> Text passage:
======

Friday, December 23, 2011

God's Gift to the World

                    "For God so loved the world, that he gave his only begotten Son, that whosoever believeth in him should not perish, but have everlasting life" (John 3:16).

                    God so loved His children that He made a plan for all of us to achieve our greatest potential as children of God.  He planned the creation of this earth.  He anticipated the Fall of Adam and Eve, and He made arrangements for a Savior to provide a way for the salvation of all His children.  The birth of this Savior, even Jesus Christ, is the first gift of Christmas.  The willingness and obedience of the Savior in atoning for the sins of all mankind is the second gift of Christmas.

                    Father in Heaven, through His Son, Jesus Christ, let ancient prophets know that the Savior would be coming to earth as a Baby.  Isaiah was a "prophet in Jerusalem during forty years (740-701 B.C.).  He had great religious and political influence during the reign of Hezekiah, whose chief advisor he was."  (See Bible Dictionary, p 707.)  Isaiah wrote, "Therefore the Lord himself shall give you a sign; Behold, a virgin shall conceive, and bear a son, and shall call his name Immanuel" (Isaiah 7:14).

======

> Data block:

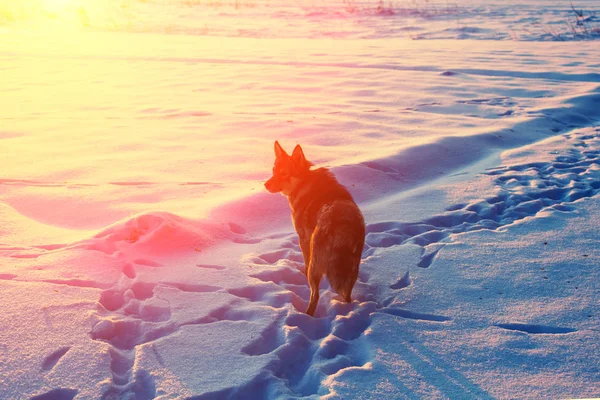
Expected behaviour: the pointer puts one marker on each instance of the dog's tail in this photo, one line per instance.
(343, 273)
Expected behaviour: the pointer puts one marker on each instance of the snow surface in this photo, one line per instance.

======

> Task: Please rewrite the Christmas text from "Friday, December 23, 2011" to "second gift of Christmas.", swapping "Savior" for "Redeemer". The listing has nothing to do with this.

> Completed exercise:
Friday, December 23, 2011

God's Gift to the World

                    "For God so loved the world, that he gave his only begotten Son, that whosoever believeth in him should not perish, but have everlasting life" (John 3:16).

                    God so loved His children that He made a plan for all of us to achieve our greatest potential as children of God.  He planned the creation of this earth.  He anticipated the Fall of Adam and Eve, and He made arrangements for a Redeemer to provide a way for the salvation of all His children.  The birth of this Redeemer, even Jesus Christ, is the first gift of Christmas.  The willingness and obedience of the Redeemer in atoning for the sins of all mankind is the second gift of Christmas.